§ **Textauszug**
# Profibus DP Bitrate in Industrienlage



## Beren (30 Juli 2009)

*gelöscht*


----------



## Larry Laffer (30 Juli 2009)

Hallo,
das hat in erster Linie etwas mit der Entfernung zu tun.
Ich habe da jetzt die einzelnen Werte nicht exakt in Erinnerung, aber bis 100 m Leitungslänge kannst du m.W. die volle Geschwindigkeit (12 MBit)realisieren. Danach fällt das dann recht schnell ...

Wie weit ist den "aus dem E-Raum heraus" ?

Gruß
LL


----------



## Ralle (30 Juli 2009)

Hier steht mehr zur Entfernung und Bitrate: http://www.sps-forum.de/showthread.php?t=6101&highlight=Entfernung+Profibus


----------



## jabba (30 Juli 2009)

Bei Siemens gabs es mal ein Programm , um die laufzeiten zu berechnen.
Wenn Du nicht viele Teilnehmer am Bus hast, bringen je nach Zykluszeit der CPU auch die 12MBit nicht viel.

§ **Bereitgestellte Daten**
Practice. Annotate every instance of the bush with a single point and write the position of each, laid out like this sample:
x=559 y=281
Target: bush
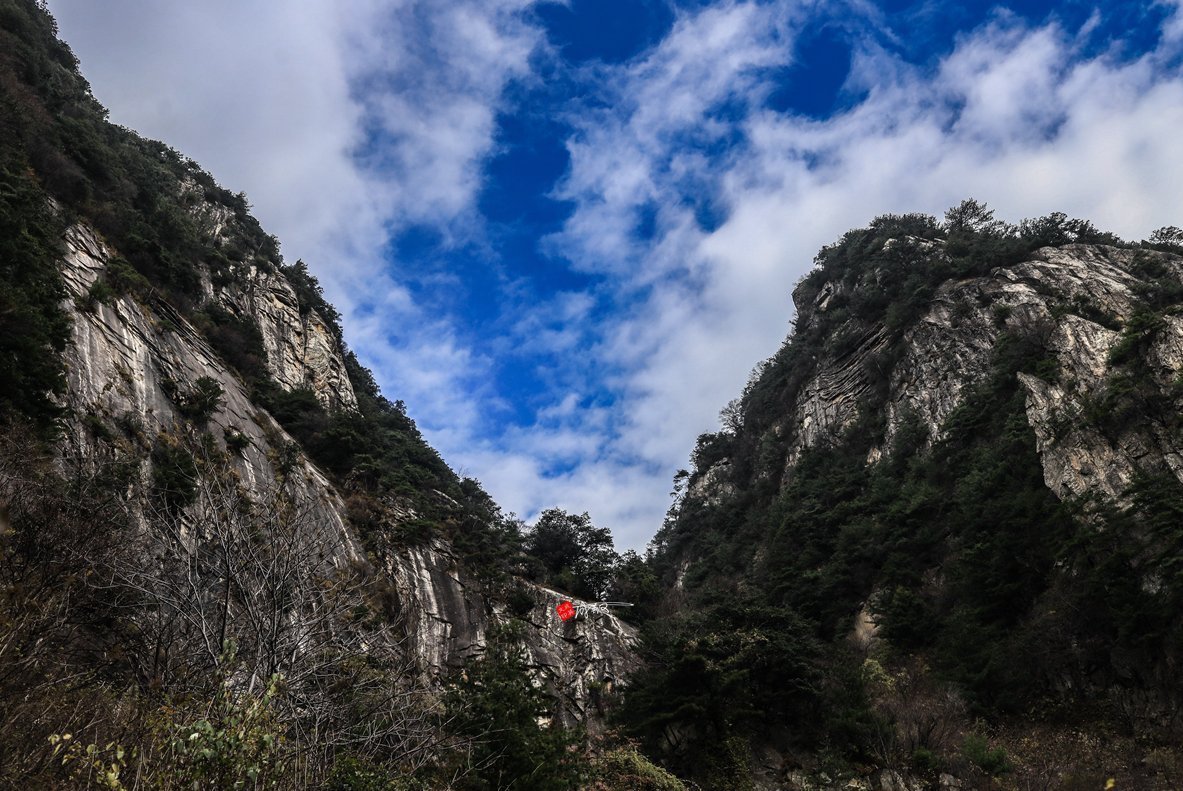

§ **Kurze Übung 1**
Bis zu welcher Leitungslänge lässt sich laut dem Textauszug über die Profibus-Bitrate die volle Geschwindigkeit erreichen?
§ **Kurze Übung 2**
Übersetze den Satz „Wenn Du nicht viele Teilnehmer am Bus hast, bringen je nach Zykluszeit der CPU auch die 12MBit nicht viel.“ aus dem Textauszug ins Englische.
§ **Kurze Übung 3**
Führe den Textauszug über die Profibus-Bitrate nach seinem letzten Satz weiter.
Die Daten stehen in keinem Zusammenhang mit dem Textauszug.

§ **Ergebnis 1**
Bis 100 m Leitungslänge.

§ **Ergebnis 2**
If you don't have many nodes on the bus, even the 12 Mbit won't do much good, depending on the CPU's cycle time.

§ **Ergebnis 3**
Prinzipiell steigen die Störungen mit der Frequenz an. Bei 12Mbit müßen gerade die Stecker einwandfrei verarbeitet werden. Hatte mal ein Problem weil das Kabel zu stark geknickt war, schon gingen die 12Mbit nicht mehr.
Aber dir bleiben ja auch noch die 6MBit zur Auswahl.


----------



## Beren (30 Juli 2009)

*gelöscht*


----------



## Larry Laffer (31 Juli 2009)

... und ... was hast du nun vor ?


----------



## offliner (4 August 2009)

Wenn dir Schirme vernünftig aufgelegt sind, sollten 12 MBaud kein Problem darstellen...


----------



## Beren (6 August 2009)

*gelöscht*


----------



## Larry Laffer (6 August 2009)

Mich hatte jetzt eigentlich mehr interessiert, ob du das mit dem PB machst oder auf deinen Chef hörst, der ja sagte, dass es nicht gehen würde ?
Immer dran denken : No Risk - no Fun ...


----------



## Beren (6 August 2009)

*gelöscht*


----------



## Sensor_People (16 August 2009)

*Blasgrau ist alle Theorie...*

noch Blassgrauer als mein Schriftild hier ;-)

Therorie und Praxis sind sich manchmals gegenseitig ein Dorn.

So gibt es für längere Distanzen als die 100m, auch (optische) Freiraumdatenübetragungen, dieses sind jedoch aus pysikalischem Grund in der Übertragungsgeschwindigkeit ein wenig eingeschränkt.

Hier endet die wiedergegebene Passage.